— START OF DOCUMENT TEXT —
One of VTune's best features is its simulation-analysis capability. After it runs the simulation, VTune displays the number of clocks each instruction took to execute (Figure 4). In its analysis, VTune also shows you all penalties, warnings, and pipeline-pairing issues associated with each instruction. This analysis allows you to tune your code to keep pipelines full, minimize cache misses, and minimize other types of operation stalls. Click here to download Intel's VTUNE session.

VTune has excellent online help almost anywhere on VTune's displays. Online help not only shows you how to use VTune, but also provides detailed explanations for each penalty, warning, and pairing issue that you click on. One weakness of the simulator is that it doesn't model system behavior. For example, you can't configure the memory model, which prevents you from analyzing the performance differences associated with DRAM types. VTune sells for $279 (retail), but it's generally free to software developers.

Processor simulators are an evolving technology. But every processor vendor is heading toward the same goal: simulators that behave like real devices. And in the latest trend, vendors are offering or developing simulators to represent the entire system. It is reasonable to assume that simulators could replace in-circuit emulators. It also seems reasonable that simulators should replace hardware-development and -evaluation boards, especially when you consider that simulators let you easily change parameters, such as memory wait states or processor frequency.
— END OF DOCUMENT TEXT —
— START OF DATA LINES —
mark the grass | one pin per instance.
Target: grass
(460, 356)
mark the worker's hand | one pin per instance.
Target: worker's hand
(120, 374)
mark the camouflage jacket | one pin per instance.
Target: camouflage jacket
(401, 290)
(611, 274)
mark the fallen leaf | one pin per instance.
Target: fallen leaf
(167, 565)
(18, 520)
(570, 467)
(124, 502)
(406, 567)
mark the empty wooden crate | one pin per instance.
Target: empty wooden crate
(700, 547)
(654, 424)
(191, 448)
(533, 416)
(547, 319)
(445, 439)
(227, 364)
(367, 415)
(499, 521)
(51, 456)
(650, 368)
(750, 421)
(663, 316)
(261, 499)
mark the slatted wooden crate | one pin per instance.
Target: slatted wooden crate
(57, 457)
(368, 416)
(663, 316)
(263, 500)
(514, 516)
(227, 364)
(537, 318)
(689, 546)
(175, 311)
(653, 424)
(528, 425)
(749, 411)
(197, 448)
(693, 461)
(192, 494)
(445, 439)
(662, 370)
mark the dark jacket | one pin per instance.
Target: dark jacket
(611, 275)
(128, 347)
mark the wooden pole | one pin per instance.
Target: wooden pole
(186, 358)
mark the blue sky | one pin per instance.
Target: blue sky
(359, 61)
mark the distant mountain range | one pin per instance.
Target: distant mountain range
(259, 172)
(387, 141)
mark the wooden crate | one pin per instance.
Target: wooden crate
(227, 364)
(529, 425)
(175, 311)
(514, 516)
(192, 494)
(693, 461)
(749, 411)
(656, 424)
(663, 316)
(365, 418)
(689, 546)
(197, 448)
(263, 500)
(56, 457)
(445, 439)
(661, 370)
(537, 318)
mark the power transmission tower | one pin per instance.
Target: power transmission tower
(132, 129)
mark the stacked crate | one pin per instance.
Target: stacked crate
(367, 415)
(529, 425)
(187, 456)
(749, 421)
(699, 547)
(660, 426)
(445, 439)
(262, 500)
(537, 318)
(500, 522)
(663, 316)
— END OF DATA LINES —
**TASK LIST:**
[A] According to the passage on VTune, what is its retail price?
[B] Duplicate the entries from the line that contains "mark the dark jacket | one pin per instance." through the final line of the entries, including both of those lines.

**THE RESULTS:**
[A] $279

[B]
mark the dark jacket | one pin per instance.
Target: dark jacket
(611, 275)
(128, 347)
mark the wooden pole | one pin per instance.
Target: wooden pole
(186, 358)
mark the blue sky | one pin per instance.
Target: blue sky
(359, 61)
mark the distant mountain range | one pin per instance.
Target: distant mountain range
(259, 172)
(387, 141)
mark the wooden crate | one pin per instance.
Target: wooden crate
(227, 364)
(529, 425)
(175, 311)
(514, 516)
(192, 494)
(693, 461)
(749, 411)
(656, 424)
(663, 316)
(365, 418)
(689, 546)
(197, 448)
(263, 500)
(56, 457)
(445, 439)
(661, 370)
(537, 318)
mark the power transmission tower | one pin per instance.
Target: power transmission tower
(132, 129)
mark the stacked crate | one pin per instance.
Target: stacked crate
(367, 415)
(529, 425)
(187, 456)
(749, 421)
(699, 547)
(660, 426)
(445, 439)
(262, 500)
(537, 318)
(500, 522)
(663, 316)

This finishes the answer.